▶ Task requirements: Return, from the material below, each line in which "white" occurs.

══ Records for the task

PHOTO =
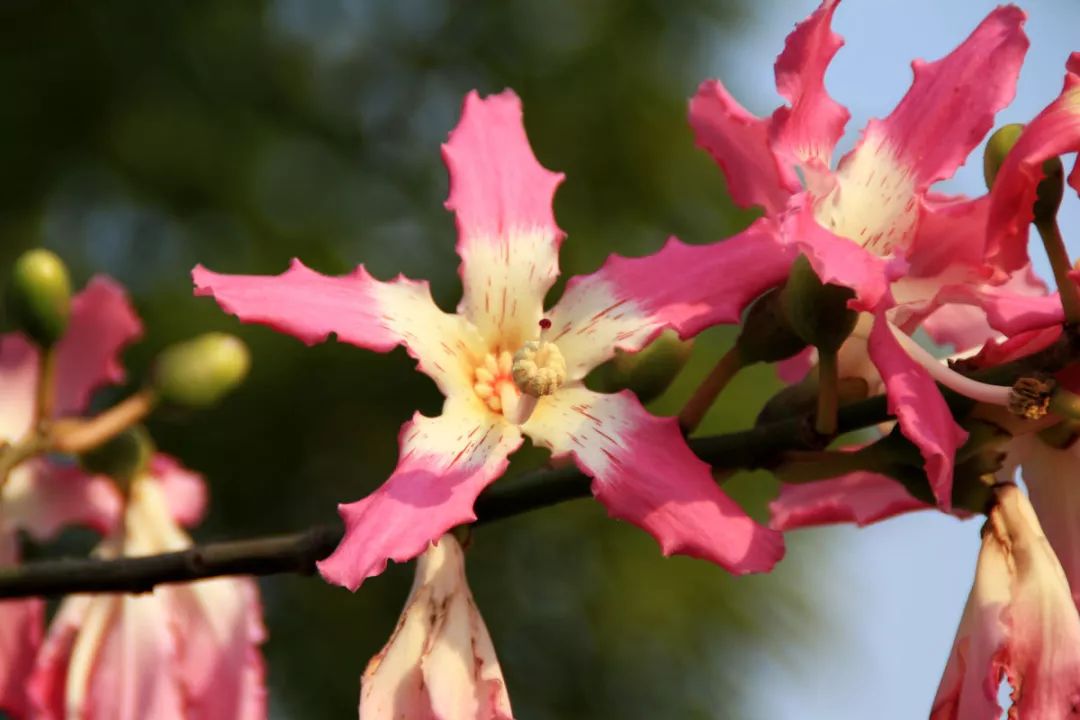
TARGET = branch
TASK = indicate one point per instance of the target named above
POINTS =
(761, 446)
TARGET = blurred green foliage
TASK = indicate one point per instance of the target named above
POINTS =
(144, 137)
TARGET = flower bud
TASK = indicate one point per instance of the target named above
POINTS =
(997, 148)
(197, 374)
(818, 312)
(1051, 188)
(649, 371)
(39, 296)
(766, 335)
(122, 458)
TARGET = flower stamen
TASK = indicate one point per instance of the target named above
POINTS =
(539, 368)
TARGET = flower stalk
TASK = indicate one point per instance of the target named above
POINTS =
(710, 389)
(1054, 245)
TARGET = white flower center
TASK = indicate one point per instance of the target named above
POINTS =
(493, 382)
(539, 368)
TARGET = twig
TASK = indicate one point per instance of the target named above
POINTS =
(763, 446)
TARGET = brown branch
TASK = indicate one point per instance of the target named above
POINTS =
(761, 446)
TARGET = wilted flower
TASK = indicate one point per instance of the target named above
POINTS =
(440, 662)
(181, 652)
(1020, 624)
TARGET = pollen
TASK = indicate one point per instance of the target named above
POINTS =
(539, 368)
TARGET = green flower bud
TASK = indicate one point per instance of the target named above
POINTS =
(766, 335)
(39, 296)
(123, 458)
(197, 374)
(818, 312)
(997, 148)
(1051, 188)
(649, 371)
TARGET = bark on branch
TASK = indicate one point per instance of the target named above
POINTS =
(761, 446)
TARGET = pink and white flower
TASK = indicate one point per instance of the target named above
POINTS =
(440, 661)
(875, 223)
(1020, 625)
(183, 652)
(41, 496)
(507, 367)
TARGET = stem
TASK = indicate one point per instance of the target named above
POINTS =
(77, 436)
(1058, 257)
(696, 408)
(809, 466)
(828, 380)
(46, 388)
(763, 446)
(982, 392)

════

▶ Solution to this exercise:
TARGET = white flower center
TARGET = pink and white flower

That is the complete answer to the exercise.